### What is expected
Please reproduce all of the rows below character for character, leaving the pictures out.

### Excerpts from location labeling data

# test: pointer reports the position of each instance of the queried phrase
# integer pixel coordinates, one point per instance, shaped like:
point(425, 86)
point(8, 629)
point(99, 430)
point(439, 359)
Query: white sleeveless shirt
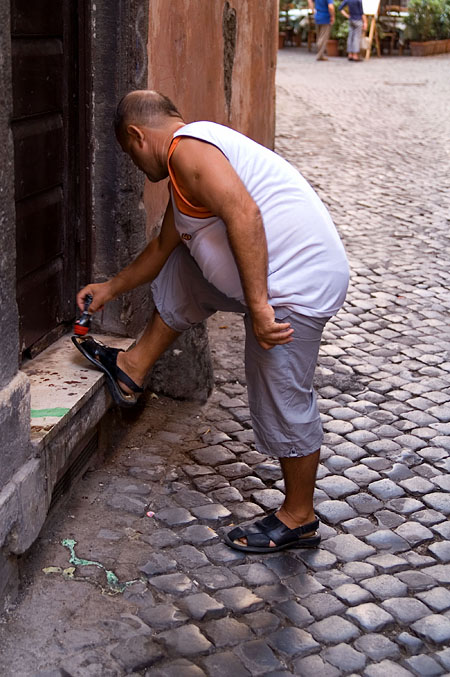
point(307, 267)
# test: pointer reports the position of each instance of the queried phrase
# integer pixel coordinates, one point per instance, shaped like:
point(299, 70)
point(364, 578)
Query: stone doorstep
point(61, 381)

### Full answer
# test: pointer reports the position of each instance of the queried phrase
# integer pixel coordinates, one point per instance, shaped like:
point(425, 86)
point(8, 629)
point(99, 430)
point(439, 359)
Query: white sleeveless shirt
point(307, 267)
# test: pointer reports the position of each instance of the queried phrase
# integer pixel coordinates, one point per instance, shaped like:
point(299, 70)
point(364, 578)
Query: stone doorstep
point(61, 381)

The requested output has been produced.